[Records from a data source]
● ● ●

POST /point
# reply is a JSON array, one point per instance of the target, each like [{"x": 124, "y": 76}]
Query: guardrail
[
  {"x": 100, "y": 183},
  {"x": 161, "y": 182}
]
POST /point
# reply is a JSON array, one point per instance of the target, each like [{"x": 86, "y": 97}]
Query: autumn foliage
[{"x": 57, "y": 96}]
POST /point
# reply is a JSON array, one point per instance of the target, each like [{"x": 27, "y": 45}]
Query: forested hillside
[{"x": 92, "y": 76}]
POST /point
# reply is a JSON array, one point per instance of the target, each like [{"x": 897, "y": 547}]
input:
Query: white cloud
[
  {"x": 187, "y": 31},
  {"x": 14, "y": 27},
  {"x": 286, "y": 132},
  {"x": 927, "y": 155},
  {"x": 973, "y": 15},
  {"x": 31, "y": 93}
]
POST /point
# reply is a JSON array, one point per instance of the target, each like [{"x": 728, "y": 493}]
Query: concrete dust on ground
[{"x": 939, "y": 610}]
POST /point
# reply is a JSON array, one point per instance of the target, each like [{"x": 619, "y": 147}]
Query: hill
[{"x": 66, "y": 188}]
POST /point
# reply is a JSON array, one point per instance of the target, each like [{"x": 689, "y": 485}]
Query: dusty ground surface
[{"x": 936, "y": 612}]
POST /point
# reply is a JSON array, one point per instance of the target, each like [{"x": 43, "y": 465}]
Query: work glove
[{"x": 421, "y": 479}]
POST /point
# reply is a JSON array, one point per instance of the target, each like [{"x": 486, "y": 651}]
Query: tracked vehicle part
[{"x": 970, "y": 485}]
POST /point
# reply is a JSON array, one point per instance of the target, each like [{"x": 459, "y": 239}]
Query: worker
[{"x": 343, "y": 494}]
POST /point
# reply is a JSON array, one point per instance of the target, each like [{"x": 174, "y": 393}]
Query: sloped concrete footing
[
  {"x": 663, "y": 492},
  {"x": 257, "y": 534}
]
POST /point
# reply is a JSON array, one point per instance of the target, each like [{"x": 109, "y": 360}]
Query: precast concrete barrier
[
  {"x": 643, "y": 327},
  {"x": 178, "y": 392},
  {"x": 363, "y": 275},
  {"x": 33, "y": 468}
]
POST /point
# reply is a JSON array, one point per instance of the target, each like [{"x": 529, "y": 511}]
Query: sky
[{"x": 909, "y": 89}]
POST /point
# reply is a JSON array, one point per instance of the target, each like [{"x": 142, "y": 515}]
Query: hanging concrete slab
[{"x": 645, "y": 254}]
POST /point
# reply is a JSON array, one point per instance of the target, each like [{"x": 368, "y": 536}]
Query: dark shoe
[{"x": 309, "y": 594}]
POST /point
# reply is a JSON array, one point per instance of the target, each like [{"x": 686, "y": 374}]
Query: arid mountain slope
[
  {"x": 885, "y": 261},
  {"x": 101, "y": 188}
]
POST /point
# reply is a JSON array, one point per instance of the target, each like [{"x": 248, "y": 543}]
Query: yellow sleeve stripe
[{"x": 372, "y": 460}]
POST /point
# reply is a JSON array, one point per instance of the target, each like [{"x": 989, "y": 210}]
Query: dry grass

● ● ●

- **EXERCISE OBJECTIVE**: Could you quote the material above in full, exactly as it stands?

- **THE RESULT**:
POST /point
# reply is a JSON array, one point per instance of the target, each like [{"x": 124, "y": 76}]
Query: guardrail
[
  {"x": 100, "y": 183},
  {"x": 161, "y": 182}
]
POST /point
# reply is a JSON array, one point per instance of the target, each like [{"x": 86, "y": 97}]
Query: autumn foliage
[{"x": 57, "y": 96}]
POST /point
# reply is a JSON array, one point per instance of the target, each like [{"x": 27, "y": 45}]
Query: forested hillside
[{"x": 92, "y": 76}]
POST /point
# reply is a JSON array, one point per instance of the target, each like [{"x": 897, "y": 547}]
input:
Query: white cloud
[
  {"x": 187, "y": 31},
  {"x": 14, "y": 27},
  {"x": 286, "y": 132},
  {"x": 927, "y": 155},
  {"x": 973, "y": 15},
  {"x": 31, "y": 93}
]
POST /point
# reply is a JSON array, one point per instance of the target, each like [{"x": 728, "y": 493}]
Query: concrete dust on ground
[{"x": 939, "y": 610}]
POST /point
# reply is a JSON array, one point per instance of the target, each like [{"x": 619, "y": 147}]
Query: hill
[{"x": 66, "y": 188}]
POST /point
# reply is a JSON array, one point per instance of the target, each like [{"x": 689, "y": 485}]
Query: dusty ground surface
[{"x": 936, "y": 612}]
POST /point
# reply is a JSON array, one point per instance of the target, each like [{"x": 43, "y": 465}]
Query: work glove
[{"x": 421, "y": 479}]
POST /point
# reply is a JSON array, one point per instance of the target, each like [{"x": 486, "y": 651}]
Query: tracked vehicle part
[{"x": 970, "y": 485}]
POST /point
# reply is a JSON array, one point per instance of the target, each like [{"x": 459, "y": 239}]
Query: worker
[{"x": 343, "y": 494}]
POST /point
# reply is a JSON array, one point per instance of the target, each like [{"x": 174, "y": 393}]
Query: sloped concrete footing
[
  {"x": 663, "y": 492},
  {"x": 257, "y": 534}
]
POST /point
# reply is a JSON array, one point per instance of the target, each like [{"x": 109, "y": 360}]
Query: precast concrete barrier
[
  {"x": 643, "y": 327},
  {"x": 178, "y": 392},
  {"x": 363, "y": 275},
  {"x": 33, "y": 468}
]
POST /point
# reply is a JSON array, one point per instance of the target, each like [{"x": 529, "y": 511}]
Query: sky
[{"x": 909, "y": 89}]
POST /point
# reply is a JSON array, one point per instance of the target, each like [{"x": 142, "y": 515}]
Query: hanging concrete slab
[{"x": 645, "y": 254}]
POST /point
# reply is a JSON array, one point per instance of the target, each like [{"x": 368, "y": 536}]
Query: dark shoe
[{"x": 309, "y": 594}]
POST /point
# reply is a JSON array, one point per instance of the target, each like [{"x": 686, "y": 374}]
Query: arid mountain slope
[
  {"x": 885, "y": 261},
  {"x": 101, "y": 188}
]
POST /point
# reply is a JSON array, one point per instance of the target, each like [{"x": 248, "y": 543}]
Query: yellow sleeve stripe
[{"x": 372, "y": 460}]
POST /point
# reply is a JSON array, one point per instance of the target, each like [{"x": 989, "y": 210}]
Query: dry grass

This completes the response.